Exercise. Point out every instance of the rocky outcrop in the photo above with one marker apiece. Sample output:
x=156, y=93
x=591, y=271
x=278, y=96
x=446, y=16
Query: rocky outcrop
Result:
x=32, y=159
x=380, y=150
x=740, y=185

================

*DESCRIPTION OF THE TASK*
Output all of the material exactly as written.

*EXERCISE ANSWER*
Exercise. Point out every instance of the rocky outcrop in the photo above with one marker apiece. Sample output:
x=156, y=93
x=591, y=271
x=278, y=96
x=446, y=16
Query: rocky outcrop
Result:
x=32, y=159
x=380, y=150
x=740, y=185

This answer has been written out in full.